## Stored records
──────────────────────────────

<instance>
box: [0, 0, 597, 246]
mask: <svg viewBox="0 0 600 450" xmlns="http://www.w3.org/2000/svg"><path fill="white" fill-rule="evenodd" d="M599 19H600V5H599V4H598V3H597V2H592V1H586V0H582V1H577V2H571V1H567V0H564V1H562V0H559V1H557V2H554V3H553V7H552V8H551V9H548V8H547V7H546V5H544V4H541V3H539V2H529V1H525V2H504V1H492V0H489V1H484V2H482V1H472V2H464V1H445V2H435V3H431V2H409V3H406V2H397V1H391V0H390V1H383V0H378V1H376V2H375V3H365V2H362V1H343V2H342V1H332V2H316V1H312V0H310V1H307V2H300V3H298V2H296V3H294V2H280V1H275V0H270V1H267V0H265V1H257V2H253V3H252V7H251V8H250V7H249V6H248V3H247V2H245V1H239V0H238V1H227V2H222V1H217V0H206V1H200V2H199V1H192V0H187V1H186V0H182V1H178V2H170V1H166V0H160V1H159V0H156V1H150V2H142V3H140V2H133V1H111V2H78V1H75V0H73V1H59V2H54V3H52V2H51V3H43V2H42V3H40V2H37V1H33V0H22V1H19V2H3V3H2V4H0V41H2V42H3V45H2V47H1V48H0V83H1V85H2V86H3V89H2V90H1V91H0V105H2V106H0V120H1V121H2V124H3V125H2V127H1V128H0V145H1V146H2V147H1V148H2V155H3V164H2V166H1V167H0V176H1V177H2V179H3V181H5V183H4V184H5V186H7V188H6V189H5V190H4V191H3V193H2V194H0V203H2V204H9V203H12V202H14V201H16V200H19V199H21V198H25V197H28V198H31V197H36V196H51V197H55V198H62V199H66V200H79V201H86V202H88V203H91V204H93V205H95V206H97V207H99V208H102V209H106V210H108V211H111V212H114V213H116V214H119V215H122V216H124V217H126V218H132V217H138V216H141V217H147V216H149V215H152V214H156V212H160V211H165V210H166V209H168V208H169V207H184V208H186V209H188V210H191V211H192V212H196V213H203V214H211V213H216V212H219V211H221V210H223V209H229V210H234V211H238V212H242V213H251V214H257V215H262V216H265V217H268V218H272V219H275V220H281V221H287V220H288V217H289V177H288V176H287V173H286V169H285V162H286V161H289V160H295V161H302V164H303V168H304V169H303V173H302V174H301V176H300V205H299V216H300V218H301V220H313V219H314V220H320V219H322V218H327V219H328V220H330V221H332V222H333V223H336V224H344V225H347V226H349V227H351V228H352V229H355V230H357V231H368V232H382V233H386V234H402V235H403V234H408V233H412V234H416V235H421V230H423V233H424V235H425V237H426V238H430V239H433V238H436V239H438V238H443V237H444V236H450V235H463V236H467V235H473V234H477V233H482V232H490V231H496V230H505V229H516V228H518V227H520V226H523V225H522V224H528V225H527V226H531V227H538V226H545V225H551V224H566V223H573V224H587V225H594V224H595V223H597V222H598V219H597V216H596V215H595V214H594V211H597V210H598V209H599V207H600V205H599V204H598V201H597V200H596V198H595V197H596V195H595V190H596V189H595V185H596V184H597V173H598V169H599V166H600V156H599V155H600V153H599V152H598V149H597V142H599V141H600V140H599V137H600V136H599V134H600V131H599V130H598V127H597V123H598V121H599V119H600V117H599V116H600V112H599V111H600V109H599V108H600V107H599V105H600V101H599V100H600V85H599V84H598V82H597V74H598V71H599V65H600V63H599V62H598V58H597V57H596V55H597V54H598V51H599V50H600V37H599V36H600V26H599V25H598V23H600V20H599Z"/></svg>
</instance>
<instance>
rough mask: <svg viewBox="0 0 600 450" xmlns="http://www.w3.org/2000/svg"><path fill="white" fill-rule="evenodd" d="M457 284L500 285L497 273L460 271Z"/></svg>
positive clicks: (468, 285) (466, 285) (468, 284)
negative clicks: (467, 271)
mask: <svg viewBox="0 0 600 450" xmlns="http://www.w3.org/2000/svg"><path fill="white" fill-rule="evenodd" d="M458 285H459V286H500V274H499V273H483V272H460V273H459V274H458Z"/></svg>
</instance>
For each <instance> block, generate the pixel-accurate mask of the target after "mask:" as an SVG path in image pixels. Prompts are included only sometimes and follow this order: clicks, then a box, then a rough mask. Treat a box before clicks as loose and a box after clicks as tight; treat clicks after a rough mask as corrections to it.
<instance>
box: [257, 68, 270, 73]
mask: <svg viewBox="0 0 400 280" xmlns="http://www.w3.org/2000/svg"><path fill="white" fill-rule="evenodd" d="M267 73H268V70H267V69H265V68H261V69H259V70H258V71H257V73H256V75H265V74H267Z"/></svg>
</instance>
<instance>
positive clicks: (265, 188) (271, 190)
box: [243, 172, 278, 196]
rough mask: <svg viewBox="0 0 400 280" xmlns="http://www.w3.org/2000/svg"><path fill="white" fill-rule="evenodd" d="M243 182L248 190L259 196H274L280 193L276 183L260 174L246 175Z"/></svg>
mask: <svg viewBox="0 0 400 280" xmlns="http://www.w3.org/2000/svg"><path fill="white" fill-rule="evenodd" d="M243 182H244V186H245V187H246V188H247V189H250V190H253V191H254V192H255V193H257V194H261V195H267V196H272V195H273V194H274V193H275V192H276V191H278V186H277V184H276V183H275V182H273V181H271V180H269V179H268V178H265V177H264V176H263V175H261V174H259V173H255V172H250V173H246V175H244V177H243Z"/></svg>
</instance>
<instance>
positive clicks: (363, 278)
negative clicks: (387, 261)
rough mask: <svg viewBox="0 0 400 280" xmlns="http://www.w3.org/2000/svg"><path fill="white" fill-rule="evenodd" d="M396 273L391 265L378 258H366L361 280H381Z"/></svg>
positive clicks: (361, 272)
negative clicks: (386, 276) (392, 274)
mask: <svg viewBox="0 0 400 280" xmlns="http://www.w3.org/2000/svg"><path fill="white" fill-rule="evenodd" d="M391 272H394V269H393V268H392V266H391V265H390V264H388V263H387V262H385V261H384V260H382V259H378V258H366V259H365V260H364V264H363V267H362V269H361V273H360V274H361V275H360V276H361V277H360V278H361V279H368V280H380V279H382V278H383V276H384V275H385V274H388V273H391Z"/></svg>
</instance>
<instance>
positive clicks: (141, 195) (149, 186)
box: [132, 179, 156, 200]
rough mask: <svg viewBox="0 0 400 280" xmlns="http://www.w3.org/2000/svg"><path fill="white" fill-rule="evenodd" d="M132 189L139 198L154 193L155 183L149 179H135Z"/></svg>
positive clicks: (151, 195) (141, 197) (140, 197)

──────────────────────────────

## WHAT YOU NEED TO DO
There is a line with "box: [257, 68, 270, 73]" and a line with "box: [243, 172, 278, 196]" above. Copy exactly those two lines and all lines between them, with nothing else.

## THE ANSWER
box: [257, 68, 270, 73]
mask: <svg viewBox="0 0 400 280" xmlns="http://www.w3.org/2000/svg"><path fill="white" fill-rule="evenodd" d="M267 73H268V70H267V69H265V68H261V69H259V70H258V71H257V73H256V75H265V74H267Z"/></svg>
</instance>
<instance>
positive clicks: (265, 188) (271, 190)
box: [243, 172, 278, 196]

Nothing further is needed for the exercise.